- [Text passage]:
────────────────────────────────────────
UNIVERSITY OF PITTSBURGH FOOTBALL MEDIA CONFERENCE
October 13, 2025
Pittsburgh, Pennsylvania, USA
Press Conference
PAT NARDUZZI: Close that chapter on week six. Pretty much halftime of the season. Got six in, six to go, regular season. And obviously happy and excited for our kids. Going on the road is never easy against a talented team like Florida State. Great team win, getting everybody in this room, I thought play calling was great. I thought their execution was pretty darned good.
And obviously a lot to clean up. Was obviously happier with the offense than I was with how we played defense. We gave up too many explosives, six on the day and couple that just didn't need to be done. Whether it's pressure, Tamon making the play on the back end. And that last play, that last touchdown, not happy. Again, probably with the play call as much as anything.
But we've got to make a play and play coverage correctly. We didn't play the coverage correctly, we could have been in a different, safer coverage to help our kids out and make them earn it, just make them earn it, which is what we talked about on the headphones prior to. And we didn't do a good job there as a staff.
But happy for our kids. Gotta make more plays. But overall, you go on the road against a really talented football team, as talented as a team as you're going to play against and we got the win.
Obviously on the road again. First night game of the year, 7:30 up there in Syracuse. Fran Brown does an excellent job. I think he's an outstanding coach. Obviously had a heck of a year a year ago.
You see his toughness. Fran Brown is a tough dude, and their team plays tough all the time. They play with great effort. Coach Nixon is their offensive coordinator, NFL guy. I think he does an excellent job. I think they're in the top 10 in the country in passing offense. So they've done a nice job of mixing it up.
Probably come in and be 50/50 against us, we anticipate. And outstanding coach. And Coach Robinson, Elijah Robinson is their defensive coordinator. Great friends with Fran. Does a great job on defense, place a lot of four down, a lot of man coverage, a lot of zone coverage. Very similar to probably what we are.
Great team and great challenge on the road. Moving on to the next one.
Q. (Inaudible) three fourth downs. Only done that one other time in your tenure. Was it a matter of trusting Kade, the offense and Mason or more manageable spots?
PAT NARDUZZI: Manageable spots and manageable down and distance. I think is what it comes down to. If there were six of them we probably would have went for it six times if we felt the need to and felt that based on where the ball was placed, the distance.
────────────────────────────────────────
- [Exercise data]:
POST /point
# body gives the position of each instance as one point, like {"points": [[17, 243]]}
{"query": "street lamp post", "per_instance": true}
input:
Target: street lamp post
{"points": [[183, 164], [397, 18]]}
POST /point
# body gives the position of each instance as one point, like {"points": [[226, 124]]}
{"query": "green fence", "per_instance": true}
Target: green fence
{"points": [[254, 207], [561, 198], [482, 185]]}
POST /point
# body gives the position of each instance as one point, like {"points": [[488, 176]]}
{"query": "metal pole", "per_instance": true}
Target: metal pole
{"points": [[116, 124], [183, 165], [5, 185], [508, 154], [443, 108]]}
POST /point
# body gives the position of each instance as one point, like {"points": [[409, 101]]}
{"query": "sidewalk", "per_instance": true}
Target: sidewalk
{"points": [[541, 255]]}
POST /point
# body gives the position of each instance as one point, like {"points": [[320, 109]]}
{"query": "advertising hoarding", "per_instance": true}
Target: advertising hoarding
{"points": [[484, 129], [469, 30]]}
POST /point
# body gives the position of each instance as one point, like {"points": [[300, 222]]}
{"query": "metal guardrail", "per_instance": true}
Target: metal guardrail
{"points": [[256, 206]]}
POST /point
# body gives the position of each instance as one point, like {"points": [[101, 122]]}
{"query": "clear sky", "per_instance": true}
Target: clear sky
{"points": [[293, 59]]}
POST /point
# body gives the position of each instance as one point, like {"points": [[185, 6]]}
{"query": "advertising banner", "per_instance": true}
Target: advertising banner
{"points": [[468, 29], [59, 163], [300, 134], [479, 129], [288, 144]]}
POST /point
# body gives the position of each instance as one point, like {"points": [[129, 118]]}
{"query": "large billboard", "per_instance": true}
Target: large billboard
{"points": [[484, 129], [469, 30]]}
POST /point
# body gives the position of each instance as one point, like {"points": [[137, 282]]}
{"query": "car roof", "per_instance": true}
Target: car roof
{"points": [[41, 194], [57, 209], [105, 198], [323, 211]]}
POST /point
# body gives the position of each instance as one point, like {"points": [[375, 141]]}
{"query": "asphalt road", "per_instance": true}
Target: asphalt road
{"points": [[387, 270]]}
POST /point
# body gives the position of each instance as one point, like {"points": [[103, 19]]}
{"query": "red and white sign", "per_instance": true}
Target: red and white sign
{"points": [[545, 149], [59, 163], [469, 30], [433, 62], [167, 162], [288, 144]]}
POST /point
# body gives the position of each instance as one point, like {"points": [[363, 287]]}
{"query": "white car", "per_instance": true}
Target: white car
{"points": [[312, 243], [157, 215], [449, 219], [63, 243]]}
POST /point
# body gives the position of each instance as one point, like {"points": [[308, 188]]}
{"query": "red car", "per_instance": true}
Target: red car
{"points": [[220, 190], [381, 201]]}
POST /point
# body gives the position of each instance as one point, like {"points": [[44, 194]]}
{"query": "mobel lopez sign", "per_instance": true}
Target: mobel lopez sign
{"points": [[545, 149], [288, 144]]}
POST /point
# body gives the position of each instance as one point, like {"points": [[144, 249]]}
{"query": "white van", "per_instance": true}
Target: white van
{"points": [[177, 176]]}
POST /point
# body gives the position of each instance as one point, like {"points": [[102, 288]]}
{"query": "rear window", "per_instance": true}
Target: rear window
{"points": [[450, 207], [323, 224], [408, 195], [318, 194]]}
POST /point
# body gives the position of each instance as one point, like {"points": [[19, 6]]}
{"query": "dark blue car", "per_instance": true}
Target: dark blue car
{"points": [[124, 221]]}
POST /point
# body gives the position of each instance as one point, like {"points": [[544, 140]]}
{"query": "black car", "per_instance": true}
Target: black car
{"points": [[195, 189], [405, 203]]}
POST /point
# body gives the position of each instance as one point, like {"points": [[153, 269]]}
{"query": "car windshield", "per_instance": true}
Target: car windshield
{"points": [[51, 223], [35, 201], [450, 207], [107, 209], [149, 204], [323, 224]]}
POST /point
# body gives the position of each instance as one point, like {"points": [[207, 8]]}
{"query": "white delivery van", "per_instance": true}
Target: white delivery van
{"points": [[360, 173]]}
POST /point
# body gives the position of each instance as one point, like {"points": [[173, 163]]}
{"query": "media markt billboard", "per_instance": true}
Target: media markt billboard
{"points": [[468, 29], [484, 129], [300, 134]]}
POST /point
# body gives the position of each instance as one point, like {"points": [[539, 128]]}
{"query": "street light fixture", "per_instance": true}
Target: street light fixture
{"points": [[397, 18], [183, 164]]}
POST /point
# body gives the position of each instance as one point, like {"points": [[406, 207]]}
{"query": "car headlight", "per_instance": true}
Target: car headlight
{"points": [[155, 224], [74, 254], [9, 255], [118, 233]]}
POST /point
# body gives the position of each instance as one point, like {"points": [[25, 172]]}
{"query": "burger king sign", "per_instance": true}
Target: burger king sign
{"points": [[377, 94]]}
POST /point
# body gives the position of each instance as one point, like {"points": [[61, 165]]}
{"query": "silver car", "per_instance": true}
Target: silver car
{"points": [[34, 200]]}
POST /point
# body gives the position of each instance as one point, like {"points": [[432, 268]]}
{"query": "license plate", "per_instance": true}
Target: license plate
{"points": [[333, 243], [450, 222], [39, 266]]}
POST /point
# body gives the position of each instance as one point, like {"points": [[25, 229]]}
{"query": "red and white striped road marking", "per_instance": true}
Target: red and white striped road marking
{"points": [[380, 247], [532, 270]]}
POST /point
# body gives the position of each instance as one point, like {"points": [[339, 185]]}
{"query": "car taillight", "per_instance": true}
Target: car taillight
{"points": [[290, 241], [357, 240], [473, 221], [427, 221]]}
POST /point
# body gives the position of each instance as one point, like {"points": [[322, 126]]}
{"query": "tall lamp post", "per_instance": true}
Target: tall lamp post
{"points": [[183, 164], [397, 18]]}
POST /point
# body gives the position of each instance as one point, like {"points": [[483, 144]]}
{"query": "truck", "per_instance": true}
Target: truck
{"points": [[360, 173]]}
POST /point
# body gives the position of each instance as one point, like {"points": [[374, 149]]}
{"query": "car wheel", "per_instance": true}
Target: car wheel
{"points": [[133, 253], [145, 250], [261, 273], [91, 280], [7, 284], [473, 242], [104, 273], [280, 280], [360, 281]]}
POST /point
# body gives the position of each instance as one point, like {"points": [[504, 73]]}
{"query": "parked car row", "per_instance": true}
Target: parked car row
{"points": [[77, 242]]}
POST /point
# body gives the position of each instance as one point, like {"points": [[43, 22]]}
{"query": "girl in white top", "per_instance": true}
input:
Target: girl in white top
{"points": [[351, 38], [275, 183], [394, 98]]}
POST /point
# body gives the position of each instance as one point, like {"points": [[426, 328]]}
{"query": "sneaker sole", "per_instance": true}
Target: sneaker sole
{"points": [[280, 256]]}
────────────────────────────────────────
- [Work to complete]:
1) Copy the press conference transcript from "Probably come in" up to and including "what we are.".
2) According to the press conference transcript, what time does the night game at Syracuse start?
3) Go on with the press conference transcript, starting after its last sentence.
The listing is separate material and has nothing to do with the press conference transcript.

- [Results for the exercise]:
1)
Probably come in and be 50/50 against us, we anticipate. And outstanding coach. And Coach Robinson, Elijah Robinson is their defensive coordinator. Great friends with Fran. Does a great job on defense, place a lot of four down, a lot of man coverage, a lot of zone coverage. Very similar to probably what we are.

2) 7:30.

3)
Again, we were doing three more, kind of shocked we didn't have more of them. But especially when you have three in the first series, that means we were executing and we were ahead of the sticks. Those weren't fourth-and-10s we were trying to convert. They were manageable. All three of them may have been fourth-and-1s. That's a great job by the offense putting us in a position where you've got four-down territory.
Q. Last week, Mason's (inaudible). What did you learn about him?
PAT NARDUZZI: We saw -- we will see and we saw. He's a competitor. He does a great job leading the offense. He wasn't shaken by the road, he wasn't shaken by throwing a pick, wasn't shaken by throwing a second pick. He continues to come back.
He's just got a swagger about him and a confidence that it doesn't matter. Again, different quarterbacks can come in at different times and they throw a couple different picks, and you see they don't react well to it. His face changes. He gets big eyes or different look on his face.
He didn't have a different look. He had the same look that he had on the first series of the game to the last series of the game in that four-minute victory offense.
Q. (Inaudible)?
PAT NARDUZZI: He's had a lot rope from the beginning. He had a lot of rope a week ago. We are going to give our quarterbacks rope. We aren't going to put a guy that we feel is limited and can't do this or that. The playbook is open. We feel we can do anything with Mason.
Q. [Question about Heintschel]
PAT NARDUZZI: Not at all. Not at all.
Q. Of those two interceptions, would you qualify or did you call those (inaudible)? And then the other one, Kenny slipped. When you and Kade and Mason went over it, did you feel like he made good decisions on those throws?
PAT NARDUZZI: The first one, the punt, he took a shot. And sometimes you win, sometimes you lose. Even on that one, I think it was Blue (phonetic), right? If Blue goes up and attacks the ball, you probably get a PI on it.
But we didn't do a good job. We've got to do a better job coaching what we get on that one.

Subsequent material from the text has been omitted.